>> begin

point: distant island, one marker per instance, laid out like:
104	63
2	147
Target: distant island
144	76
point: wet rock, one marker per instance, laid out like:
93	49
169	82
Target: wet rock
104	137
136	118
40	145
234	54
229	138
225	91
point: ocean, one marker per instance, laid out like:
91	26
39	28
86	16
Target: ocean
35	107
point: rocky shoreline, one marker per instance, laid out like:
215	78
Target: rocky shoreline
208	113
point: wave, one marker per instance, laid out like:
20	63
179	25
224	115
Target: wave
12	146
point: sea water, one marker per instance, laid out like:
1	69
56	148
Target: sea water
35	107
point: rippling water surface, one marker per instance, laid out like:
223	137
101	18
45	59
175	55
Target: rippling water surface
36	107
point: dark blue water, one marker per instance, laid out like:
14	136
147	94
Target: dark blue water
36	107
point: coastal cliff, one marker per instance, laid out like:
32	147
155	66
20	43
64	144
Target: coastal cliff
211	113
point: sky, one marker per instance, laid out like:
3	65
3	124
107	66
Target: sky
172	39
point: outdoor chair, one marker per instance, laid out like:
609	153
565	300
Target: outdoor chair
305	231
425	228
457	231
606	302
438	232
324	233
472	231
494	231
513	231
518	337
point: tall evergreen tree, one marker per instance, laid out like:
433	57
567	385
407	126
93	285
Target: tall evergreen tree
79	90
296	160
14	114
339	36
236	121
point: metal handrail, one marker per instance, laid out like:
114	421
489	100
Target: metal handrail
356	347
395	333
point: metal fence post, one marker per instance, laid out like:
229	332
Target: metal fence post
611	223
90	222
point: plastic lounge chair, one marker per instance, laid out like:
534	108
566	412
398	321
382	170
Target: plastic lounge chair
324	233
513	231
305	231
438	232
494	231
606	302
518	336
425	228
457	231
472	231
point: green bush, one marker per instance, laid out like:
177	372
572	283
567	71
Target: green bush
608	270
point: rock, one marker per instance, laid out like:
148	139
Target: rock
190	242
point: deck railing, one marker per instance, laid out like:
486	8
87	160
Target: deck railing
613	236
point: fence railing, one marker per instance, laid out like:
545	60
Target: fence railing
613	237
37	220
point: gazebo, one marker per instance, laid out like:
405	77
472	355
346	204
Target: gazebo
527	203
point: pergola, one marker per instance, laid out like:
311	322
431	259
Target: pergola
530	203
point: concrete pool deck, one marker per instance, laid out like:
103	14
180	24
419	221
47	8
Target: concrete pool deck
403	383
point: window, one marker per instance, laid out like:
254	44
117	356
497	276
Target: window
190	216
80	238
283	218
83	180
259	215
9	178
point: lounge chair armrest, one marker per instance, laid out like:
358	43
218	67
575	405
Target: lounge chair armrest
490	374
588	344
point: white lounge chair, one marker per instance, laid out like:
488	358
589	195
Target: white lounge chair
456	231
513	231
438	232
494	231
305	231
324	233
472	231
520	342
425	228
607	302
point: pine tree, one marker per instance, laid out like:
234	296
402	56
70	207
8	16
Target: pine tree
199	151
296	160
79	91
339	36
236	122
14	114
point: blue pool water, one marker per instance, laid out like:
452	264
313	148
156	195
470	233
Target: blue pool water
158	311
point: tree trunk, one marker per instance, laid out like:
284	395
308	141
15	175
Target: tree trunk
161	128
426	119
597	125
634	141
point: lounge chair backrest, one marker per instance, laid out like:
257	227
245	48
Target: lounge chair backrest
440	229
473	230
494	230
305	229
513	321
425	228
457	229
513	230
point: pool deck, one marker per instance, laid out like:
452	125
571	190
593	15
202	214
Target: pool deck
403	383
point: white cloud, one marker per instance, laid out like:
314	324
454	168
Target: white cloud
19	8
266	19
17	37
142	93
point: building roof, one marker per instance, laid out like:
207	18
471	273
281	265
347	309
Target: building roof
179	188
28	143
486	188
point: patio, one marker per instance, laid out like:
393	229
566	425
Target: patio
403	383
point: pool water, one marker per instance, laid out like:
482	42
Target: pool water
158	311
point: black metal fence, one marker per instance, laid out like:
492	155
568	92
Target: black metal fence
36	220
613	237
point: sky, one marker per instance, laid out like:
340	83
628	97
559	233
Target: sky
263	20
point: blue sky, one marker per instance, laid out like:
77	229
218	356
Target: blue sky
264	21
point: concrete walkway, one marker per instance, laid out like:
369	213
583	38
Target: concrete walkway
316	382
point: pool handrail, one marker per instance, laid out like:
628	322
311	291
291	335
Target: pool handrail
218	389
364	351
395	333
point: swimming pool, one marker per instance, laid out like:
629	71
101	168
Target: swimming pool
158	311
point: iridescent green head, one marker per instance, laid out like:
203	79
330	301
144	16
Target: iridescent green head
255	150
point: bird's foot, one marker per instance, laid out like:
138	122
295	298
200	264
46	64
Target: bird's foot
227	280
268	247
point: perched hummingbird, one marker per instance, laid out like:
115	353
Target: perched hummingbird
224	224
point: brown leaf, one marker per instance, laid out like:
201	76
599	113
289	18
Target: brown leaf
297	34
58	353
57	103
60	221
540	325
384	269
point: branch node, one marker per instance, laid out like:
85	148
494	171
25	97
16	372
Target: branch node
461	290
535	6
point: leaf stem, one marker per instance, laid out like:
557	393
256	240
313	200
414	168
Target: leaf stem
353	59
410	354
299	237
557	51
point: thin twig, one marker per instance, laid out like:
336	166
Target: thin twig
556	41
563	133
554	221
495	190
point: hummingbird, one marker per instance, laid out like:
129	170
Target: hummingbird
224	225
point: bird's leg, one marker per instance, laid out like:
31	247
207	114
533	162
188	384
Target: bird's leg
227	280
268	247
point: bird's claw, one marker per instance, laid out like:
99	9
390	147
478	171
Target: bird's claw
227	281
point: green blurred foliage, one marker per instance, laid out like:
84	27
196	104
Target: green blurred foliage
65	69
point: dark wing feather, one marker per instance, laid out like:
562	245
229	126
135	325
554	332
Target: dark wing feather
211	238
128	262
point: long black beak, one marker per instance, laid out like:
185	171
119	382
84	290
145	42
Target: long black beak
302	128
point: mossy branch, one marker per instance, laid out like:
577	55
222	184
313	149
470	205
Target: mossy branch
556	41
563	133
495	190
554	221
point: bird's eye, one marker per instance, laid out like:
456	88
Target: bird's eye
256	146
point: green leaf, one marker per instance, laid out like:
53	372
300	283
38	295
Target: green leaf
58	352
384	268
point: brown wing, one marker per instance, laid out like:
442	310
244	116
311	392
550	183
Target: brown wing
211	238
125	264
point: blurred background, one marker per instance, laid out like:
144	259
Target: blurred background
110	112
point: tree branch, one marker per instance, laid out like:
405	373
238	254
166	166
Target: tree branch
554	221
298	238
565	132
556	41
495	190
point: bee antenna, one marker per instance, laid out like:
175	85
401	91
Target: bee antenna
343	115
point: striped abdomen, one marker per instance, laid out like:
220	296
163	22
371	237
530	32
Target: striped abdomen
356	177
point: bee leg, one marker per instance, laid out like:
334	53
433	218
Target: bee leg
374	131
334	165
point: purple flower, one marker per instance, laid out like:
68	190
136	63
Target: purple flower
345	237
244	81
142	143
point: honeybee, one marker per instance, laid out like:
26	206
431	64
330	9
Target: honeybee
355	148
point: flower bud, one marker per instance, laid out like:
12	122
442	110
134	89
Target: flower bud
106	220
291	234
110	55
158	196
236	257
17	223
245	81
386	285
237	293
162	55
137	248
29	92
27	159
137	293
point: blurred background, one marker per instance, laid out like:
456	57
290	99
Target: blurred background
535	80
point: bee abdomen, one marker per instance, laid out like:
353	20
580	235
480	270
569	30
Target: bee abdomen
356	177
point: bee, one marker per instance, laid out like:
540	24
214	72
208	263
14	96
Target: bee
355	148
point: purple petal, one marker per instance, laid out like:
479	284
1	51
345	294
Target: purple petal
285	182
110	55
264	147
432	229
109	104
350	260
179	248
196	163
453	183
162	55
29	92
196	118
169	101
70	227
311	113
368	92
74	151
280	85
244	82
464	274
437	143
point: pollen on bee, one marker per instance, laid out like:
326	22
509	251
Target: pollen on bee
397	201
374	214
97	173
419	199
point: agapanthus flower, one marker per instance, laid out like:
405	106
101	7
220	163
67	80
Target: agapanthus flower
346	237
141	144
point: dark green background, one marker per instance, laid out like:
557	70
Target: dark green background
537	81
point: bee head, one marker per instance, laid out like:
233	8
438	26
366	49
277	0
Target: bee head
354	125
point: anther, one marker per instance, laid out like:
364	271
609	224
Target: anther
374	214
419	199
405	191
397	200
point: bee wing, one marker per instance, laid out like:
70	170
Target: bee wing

>> end

Write out the lines above, starting at the line that contains "point: pollen on" and ending with the final line, and nothing else; copy them exactly.

» **REPLY**
point: pollen on bee, one marker per instance, laid out like:
326	22
509	251
Target: pollen on bee
397	201
374	214
97	173
419	199
point: agapanthus flower, one marker per instance, laid out like:
405	106
101	7
220	163
67	80
Target: agapanthus flower
346	237
141	144
point: dark green background, one marker per instance, laid out like:
557	70
Target: dark green background
537	81
point: bee head, one marker per instance, laid out like:
233	8
438	26
366	49
277	0
Target: bee head
354	125
point: anther, one marker per instance, laid out like:
364	271
609	224
Target: anther
374	214
419	199
405	191
397	200
point: bee wing, one marker per instance, laid out like:
70	170
Target: bee wing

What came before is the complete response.